--- Start of TEXT PASSAGE ---

Leinart could take pro riches now ... or follow in Manning's rare footsteps
Posted: Wednesday January 12, 2005 11:48AM; Updated: Wednesday January 12, 2005 12:07PM
Here are the top five things on my mind this week ...
Will Matt Leinart stay at USC? The Orange Bowl MVP says it's a toss-up.
Brian Bahr/Getty Images
1. USC's Matt Leinart: Stays or leaves?
I talked to Leinart, the 2004 Heisman Trophy winner, on Tuesday (for a story about another subject in an upcoming issue of Sports Illustrated). First thing I asked him was, "Are you still flying, or are you wiped out?" His answer came back in half a second: "Wiped out.''
Once in our conversation, he referenced his future by saying, "If I'm here next year ...,'' and once with the words, "Whether I'm back here or not ...'' There has been buzz in California about a Pete Carroll/Norm Chow/Leinart package deal to the 49ers, but all three have denied that it's in the works. Leinart is a cool, caring guy. He acknowledges that this is the toughest decision of his life. USC would be a prohibitive favorite to three-peat if he returns, and he would continue to have the time of his life. The NFL money would be sick and it's foolish to argue that Leinart, a 21-year-old who has been in college for three-and-a-half years (or three-and-a-half years longer than LeBron James), isn't ready to work for a living.

--- End of TEXT PASSAGE ---

TASKS TO CARRY OUT:
A) Reproduce the records word for word, starting with the line that contains "If you would be willing to tag the bare" and going on through the end of the records.
B) Write the next part of the column on Matt Leinart's choice between staying at USC and going pro, picking up after its last sentence.
The text and the records come from unrelated sources.

--- Start of RECORD EXCERPTS ---

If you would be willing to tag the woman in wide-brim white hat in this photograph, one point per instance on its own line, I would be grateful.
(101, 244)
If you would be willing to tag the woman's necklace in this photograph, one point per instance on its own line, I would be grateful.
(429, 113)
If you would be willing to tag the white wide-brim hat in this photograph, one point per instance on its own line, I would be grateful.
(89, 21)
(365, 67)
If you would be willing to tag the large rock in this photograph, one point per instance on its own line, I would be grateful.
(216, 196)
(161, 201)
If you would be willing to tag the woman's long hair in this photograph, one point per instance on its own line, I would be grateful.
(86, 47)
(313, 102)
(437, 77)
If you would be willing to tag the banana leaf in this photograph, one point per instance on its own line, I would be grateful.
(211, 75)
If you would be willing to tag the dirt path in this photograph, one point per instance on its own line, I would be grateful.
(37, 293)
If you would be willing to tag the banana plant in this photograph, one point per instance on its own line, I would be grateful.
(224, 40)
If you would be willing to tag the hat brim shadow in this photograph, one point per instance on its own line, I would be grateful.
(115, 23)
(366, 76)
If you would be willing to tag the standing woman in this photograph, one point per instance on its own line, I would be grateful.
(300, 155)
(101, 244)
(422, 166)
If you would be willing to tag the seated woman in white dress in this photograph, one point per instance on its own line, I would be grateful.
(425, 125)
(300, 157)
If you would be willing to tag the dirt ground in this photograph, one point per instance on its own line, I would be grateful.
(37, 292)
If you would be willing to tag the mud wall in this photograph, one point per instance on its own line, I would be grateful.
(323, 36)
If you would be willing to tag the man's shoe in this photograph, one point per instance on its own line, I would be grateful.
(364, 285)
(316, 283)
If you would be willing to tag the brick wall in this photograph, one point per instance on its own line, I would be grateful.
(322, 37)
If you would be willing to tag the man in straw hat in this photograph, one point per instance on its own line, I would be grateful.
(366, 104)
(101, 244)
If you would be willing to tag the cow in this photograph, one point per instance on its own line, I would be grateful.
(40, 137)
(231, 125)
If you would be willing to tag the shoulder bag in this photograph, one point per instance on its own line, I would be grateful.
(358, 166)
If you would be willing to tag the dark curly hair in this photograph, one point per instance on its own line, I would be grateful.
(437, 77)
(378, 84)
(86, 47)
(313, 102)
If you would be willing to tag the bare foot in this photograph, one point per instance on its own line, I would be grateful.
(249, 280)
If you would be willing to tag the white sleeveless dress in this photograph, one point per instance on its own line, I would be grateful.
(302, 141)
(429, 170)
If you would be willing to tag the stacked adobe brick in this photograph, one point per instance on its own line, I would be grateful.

--- End of RECORD EXCERPTS ---

ANSWERS TO THE EXERCISE:
A)
If you would be willing to tag the bare foot in this photograph, one point per instance on its own line, I would be grateful.
(249, 280)
If you would be willing to tag the white sleeveless dress in this photograph, one point per instance on its own line, I would be grateful.
(302, 141)
(429, 170)
If you would be willing to tag the stacked adobe brick in this photograph, one point per instance on its own line, I would be grateful.

B)
My default position on this is that the athlete turns pro. Too much money, too much opportunity. But it doesn't always happen. The last guy to cross me up -- and everybody else -- in a big way was Peyton Manning. He didn't have a national title as a sendoff. Leinart does. I'm guessing Leinart leaves. But I'm not placing any bets.
2. Speaking of Manning, we keep hearing about what a great season he's had and how he's playing at a level no other quarterback has achieved since Otto Graham. What has he won? At Tennessee? With the Colts? Don't you think there's a little too much hype going on?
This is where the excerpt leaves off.